Supplied passage Block Start

Episodios

  • U.S. Tariffs Soar to 17.6% in 2025 Impacting Mexico Trade Costs Households Nearly $2300 Annually
    Jul 8 2025
    Welcome to Mexico Tariff News and Tracker. Today is July 8, 2025, and we’re bringing you the latest updates and headlines on U.S. tariffs involving Mexico, President Trump’s evolving trade policies, and what it all means for businesses and households on both sides of the border.

    Listeners, 2025 has already seen the sharpest increase in U.S. tariffs in nearly a century. According to The Budget Lab at Yale, the average effective U.S. tariff rate now stands at 17.6%, the highest since 1934, with estimates that the new tariff regime has raised the cost of living by about 1.7% for American households—a hit of $2,300 per year. For context, that’s a significant increase from pre-2025 levels, where the typical tariff hovered closer to 2.5%.

    For Mexico specifically, the tariff landscape has shifted dramatically following a wave of executive orders from President Trump. Back in March, the administration imposed 25% tariffs on steel, aluminum, and automobile imports, including those from Mexico, citing national security concerns and ongoing disputes over issues like water delivery from the Rio Grande. At the same time, Mexican goods benefiting from the USMCA, the United States-Mexico-Canada Agreement, remain exempt from these new tariffs, offering some limited relief for compliant auto parts and certain other goods, although officials note that only about half of Mexican exports had sorted out the necessary paperwork by spring. By April, the scope of exemptions was extended, but the threat of further tariffs persisted due to strains over water rights and ongoing discussions on drug trafficking.

Supplied passage Block End

### What to work on
[1] In the Mexico tariff passage, what is the average effective U.S. tariff rate according to The Budget Lab at Yale?
[2] Please extend the Mexico tariff passage past its last sentence.
The data after this point isn't needed for anything here.

Source data Block Start

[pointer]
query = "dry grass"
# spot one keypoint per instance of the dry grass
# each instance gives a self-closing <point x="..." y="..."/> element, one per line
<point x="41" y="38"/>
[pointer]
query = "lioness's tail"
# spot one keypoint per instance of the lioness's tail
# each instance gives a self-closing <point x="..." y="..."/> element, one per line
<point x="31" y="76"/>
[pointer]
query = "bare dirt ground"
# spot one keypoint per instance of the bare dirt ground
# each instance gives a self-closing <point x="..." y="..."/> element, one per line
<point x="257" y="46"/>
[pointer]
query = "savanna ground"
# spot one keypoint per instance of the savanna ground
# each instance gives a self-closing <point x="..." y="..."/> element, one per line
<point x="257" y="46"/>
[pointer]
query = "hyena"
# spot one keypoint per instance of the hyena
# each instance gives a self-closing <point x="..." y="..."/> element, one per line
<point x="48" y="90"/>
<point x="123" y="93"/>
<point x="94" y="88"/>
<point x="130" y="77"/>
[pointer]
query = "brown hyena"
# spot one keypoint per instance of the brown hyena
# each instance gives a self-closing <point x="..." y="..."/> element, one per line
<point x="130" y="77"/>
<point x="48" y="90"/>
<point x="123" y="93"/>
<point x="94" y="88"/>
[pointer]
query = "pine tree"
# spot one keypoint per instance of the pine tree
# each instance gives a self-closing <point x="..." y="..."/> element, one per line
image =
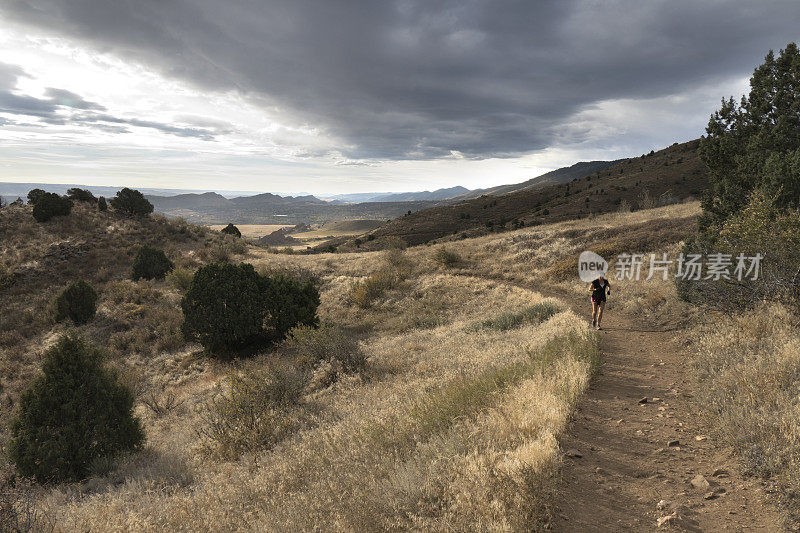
<point x="755" y="144"/>
<point x="74" y="413"/>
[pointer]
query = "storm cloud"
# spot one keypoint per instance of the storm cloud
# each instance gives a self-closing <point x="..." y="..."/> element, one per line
<point x="420" y="79"/>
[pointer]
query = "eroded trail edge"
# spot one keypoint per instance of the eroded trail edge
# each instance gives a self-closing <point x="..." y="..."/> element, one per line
<point x="636" y="454"/>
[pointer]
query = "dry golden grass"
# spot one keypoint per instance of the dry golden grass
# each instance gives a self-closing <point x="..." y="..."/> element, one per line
<point x="748" y="372"/>
<point x="253" y="230"/>
<point x="448" y="427"/>
<point x="452" y="424"/>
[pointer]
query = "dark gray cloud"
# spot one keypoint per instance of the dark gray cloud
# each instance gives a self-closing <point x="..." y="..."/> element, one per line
<point x="419" y="78"/>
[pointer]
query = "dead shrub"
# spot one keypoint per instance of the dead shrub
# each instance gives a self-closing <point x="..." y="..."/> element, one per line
<point x="327" y="343"/>
<point x="446" y="257"/>
<point x="260" y="408"/>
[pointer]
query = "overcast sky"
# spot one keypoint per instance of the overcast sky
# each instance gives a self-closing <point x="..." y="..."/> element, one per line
<point x="361" y="95"/>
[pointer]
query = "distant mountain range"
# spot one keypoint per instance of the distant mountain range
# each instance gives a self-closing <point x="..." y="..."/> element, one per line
<point x="554" y="177"/>
<point x="673" y="174"/>
<point x="421" y="196"/>
<point x="214" y="200"/>
<point x="266" y="208"/>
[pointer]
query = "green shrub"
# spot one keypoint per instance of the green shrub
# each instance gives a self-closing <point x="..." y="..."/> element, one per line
<point x="325" y="344"/>
<point x="150" y="263"/>
<point x="7" y="277"/>
<point x="49" y="205"/>
<point x="754" y="145"/>
<point x="34" y="195"/>
<point x="78" y="302"/>
<point x="74" y="414"/>
<point x="228" y="307"/>
<point x="258" y="411"/>
<point x="290" y="302"/>
<point x="81" y="195"/>
<point x="760" y="227"/>
<point x="446" y="257"/>
<point x="180" y="278"/>
<point x="224" y="307"/>
<point x="131" y="202"/>
<point x="534" y="314"/>
<point x="230" y="229"/>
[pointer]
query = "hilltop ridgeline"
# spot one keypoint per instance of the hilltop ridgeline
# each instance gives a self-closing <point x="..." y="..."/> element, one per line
<point x="671" y="175"/>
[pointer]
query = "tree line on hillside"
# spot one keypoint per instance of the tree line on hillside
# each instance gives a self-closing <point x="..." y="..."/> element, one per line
<point x="47" y="205"/>
<point x="752" y="150"/>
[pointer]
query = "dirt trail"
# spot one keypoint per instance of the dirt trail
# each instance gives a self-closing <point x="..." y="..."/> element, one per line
<point x="635" y="454"/>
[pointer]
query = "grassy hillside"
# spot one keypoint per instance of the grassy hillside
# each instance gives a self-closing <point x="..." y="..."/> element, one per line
<point x="451" y="424"/>
<point x="135" y="321"/>
<point x="672" y="174"/>
<point x="554" y="177"/>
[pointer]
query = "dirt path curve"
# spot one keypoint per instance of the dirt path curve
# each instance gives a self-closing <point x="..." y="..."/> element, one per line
<point x="634" y="454"/>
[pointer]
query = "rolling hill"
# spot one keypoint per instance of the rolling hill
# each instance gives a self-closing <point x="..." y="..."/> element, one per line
<point x="559" y="175"/>
<point x="670" y="175"/>
<point x="439" y="194"/>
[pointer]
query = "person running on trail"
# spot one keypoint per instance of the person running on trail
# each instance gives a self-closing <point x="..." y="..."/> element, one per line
<point x="599" y="288"/>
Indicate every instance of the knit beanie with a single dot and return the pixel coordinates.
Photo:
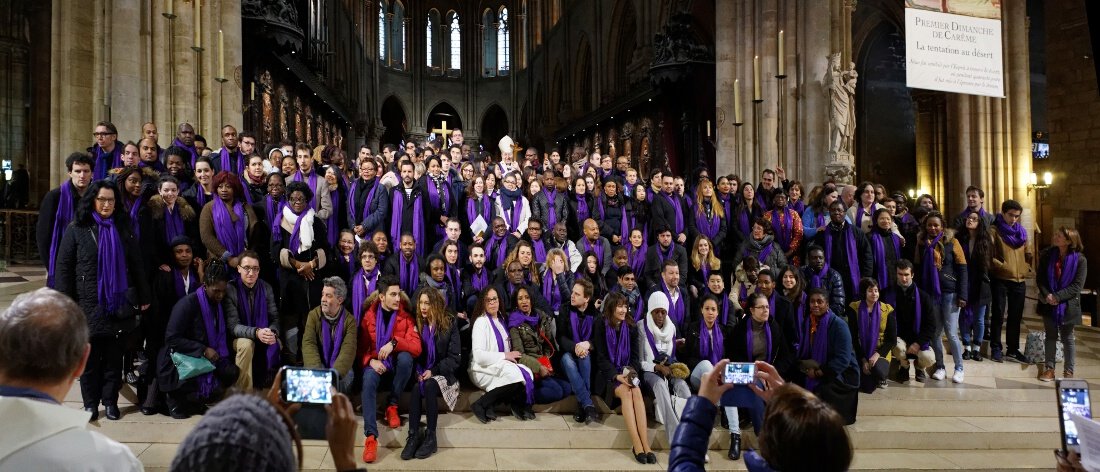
(243, 432)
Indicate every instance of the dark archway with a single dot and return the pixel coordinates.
(395, 120)
(442, 112)
(886, 123)
(494, 127)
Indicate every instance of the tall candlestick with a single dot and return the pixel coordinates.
(737, 101)
(781, 69)
(756, 79)
(221, 54)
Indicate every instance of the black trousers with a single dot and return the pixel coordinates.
(102, 376)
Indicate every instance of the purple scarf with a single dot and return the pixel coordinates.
(618, 344)
(330, 344)
(409, 273)
(816, 344)
(748, 341)
(710, 342)
(1014, 234)
(62, 219)
(930, 275)
(582, 329)
(528, 380)
(1068, 273)
(384, 333)
(190, 149)
(111, 284)
(215, 322)
(879, 252)
(229, 232)
(255, 314)
(849, 247)
(679, 227)
(398, 217)
(869, 328)
(362, 286)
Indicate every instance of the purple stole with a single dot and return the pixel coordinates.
(869, 327)
(849, 243)
(710, 342)
(528, 380)
(255, 314)
(362, 286)
(213, 321)
(1059, 282)
(748, 341)
(62, 219)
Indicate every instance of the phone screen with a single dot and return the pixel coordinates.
(739, 373)
(1074, 401)
(307, 385)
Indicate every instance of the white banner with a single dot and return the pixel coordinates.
(954, 53)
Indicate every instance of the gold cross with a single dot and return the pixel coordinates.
(442, 130)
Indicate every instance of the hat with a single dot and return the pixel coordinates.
(506, 144)
(243, 432)
(658, 299)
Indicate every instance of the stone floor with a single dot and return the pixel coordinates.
(1000, 418)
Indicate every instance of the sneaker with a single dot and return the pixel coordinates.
(392, 418)
(1018, 357)
(998, 357)
(1047, 375)
(370, 449)
(939, 374)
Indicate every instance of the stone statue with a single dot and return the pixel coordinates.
(840, 87)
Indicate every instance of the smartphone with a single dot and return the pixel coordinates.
(1073, 398)
(308, 385)
(739, 373)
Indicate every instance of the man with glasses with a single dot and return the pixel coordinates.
(106, 153)
(254, 322)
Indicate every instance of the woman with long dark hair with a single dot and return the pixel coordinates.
(108, 282)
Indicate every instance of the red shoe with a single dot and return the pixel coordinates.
(392, 417)
(370, 449)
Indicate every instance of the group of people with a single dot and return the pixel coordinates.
(429, 267)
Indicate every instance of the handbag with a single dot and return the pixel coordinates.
(188, 366)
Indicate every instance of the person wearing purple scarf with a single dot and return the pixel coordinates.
(329, 340)
(1062, 272)
(58, 208)
(198, 329)
(1011, 266)
(253, 325)
(873, 335)
(95, 267)
(827, 362)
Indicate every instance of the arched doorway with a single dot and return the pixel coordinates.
(443, 112)
(494, 127)
(394, 119)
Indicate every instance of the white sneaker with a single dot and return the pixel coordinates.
(939, 374)
(957, 377)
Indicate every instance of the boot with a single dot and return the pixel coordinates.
(428, 446)
(411, 445)
(735, 446)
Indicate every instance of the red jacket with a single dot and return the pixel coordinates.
(408, 338)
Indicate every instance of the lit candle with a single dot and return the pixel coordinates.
(198, 24)
(781, 68)
(737, 101)
(221, 54)
(756, 79)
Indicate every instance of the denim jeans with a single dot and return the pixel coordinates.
(947, 319)
(977, 328)
(398, 375)
(579, 372)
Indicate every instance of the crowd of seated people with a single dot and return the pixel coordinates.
(431, 269)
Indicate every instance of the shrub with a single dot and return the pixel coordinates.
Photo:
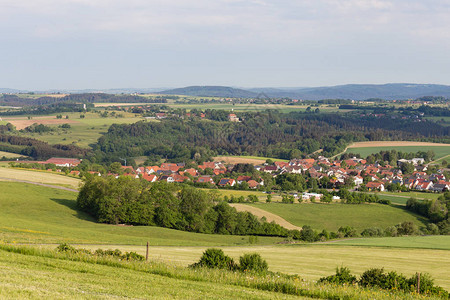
(342, 276)
(66, 248)
(215, 258)
(373, 231)
(253, 262)
(373, 277)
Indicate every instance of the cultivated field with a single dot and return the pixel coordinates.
(332, 216)
(23, 122)
(9, 154)
(255, 160)
(39, 177)
(312, 261)
(37, 277)
(36, 214)
(262, 213)
(41, 215)
(83, 131)
(367, 148)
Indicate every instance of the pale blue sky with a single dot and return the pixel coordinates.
(77, 44)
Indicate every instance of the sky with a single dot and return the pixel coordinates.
(101, 44)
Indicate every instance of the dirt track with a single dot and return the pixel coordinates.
(262, 213)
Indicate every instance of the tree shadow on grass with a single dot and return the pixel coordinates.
(72, 204)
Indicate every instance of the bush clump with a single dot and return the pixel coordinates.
(215, 259)
(342, 276)
(376, 277)
(102, 253)
(253, 262)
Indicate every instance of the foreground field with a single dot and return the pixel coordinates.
(34, 277)
(39, 215)
(313, 261)
(83, 131)
(332, 216)
(35, 214)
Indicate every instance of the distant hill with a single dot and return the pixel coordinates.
(388, 91)
(211, 91)
(9, 91)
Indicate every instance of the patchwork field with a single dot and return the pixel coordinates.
(36, 277)
(9, 154)
(40, 215)
(39, 177)
(255, 160)
(83, 132)
(36, 214)
(332, 216)
(367, 148)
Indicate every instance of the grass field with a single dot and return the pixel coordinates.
(9, 155)
(333, 216)
(83, 132)
(39, 177)
(313, 261)
(44, 215)
(35, 277)
(367, 148)
(256, 160)
(417, 242)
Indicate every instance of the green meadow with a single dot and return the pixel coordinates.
(332, 216)
(39, 214)
(440, 151)
(45, 217)
(84, 131)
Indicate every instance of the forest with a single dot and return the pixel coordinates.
(137, 202)
(269, 134)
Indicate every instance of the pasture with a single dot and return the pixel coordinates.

Source data Block End

### Responses for each task
[1] 17.6%, the highest since 1934.

[2]
    President Trump’s escalation hasn’t just impacted Mexico; it set off a wave of retaliatory tariffs. Canada, for example, responded with its own 25% levies on billions of dollars in U.S. goods and is poised to ramp those up if no negotiation breakthroughs are reached. The broader trade conflict has created market volatility and complicated planning for North American manufacturers and retailers.

    Just this week, President Trump signed yet another executive order extending the suspension of new “reciprocal” tariffs—originally set to take effect July 9—until August 1, 2025. The current baseline: a 10% tariff applies to nearly all imports, except for key sectors like semiconductors and pharmaceuticals, while Mexican and Canadian goods not covered under the USMCA face a 25% tariff. Notably, tariffs on autos and car parts are still in place, and officials warn that if negotiations stall, rates could increase further.

    The White House claims that these tariffs will pressure trade partners into fairer deals, but with only two new agreements—one framework with the UK and a preliminary deal with Vietnam—many experts remain skeptical. Deutsche Bank and Bloomberg News both highlight the ongoing uncertainty for businesses, with U.S. importers shouldering the cost as they decide whether to absorb tariff increases, raise prices, or seek new supply sources.

    Listeners, that’s the latest on the Mexico-U.S. tariff front—a story that continues to evolve week by week. Thanks for tuning in, and make sure to subscribe so you don’t miss our next update.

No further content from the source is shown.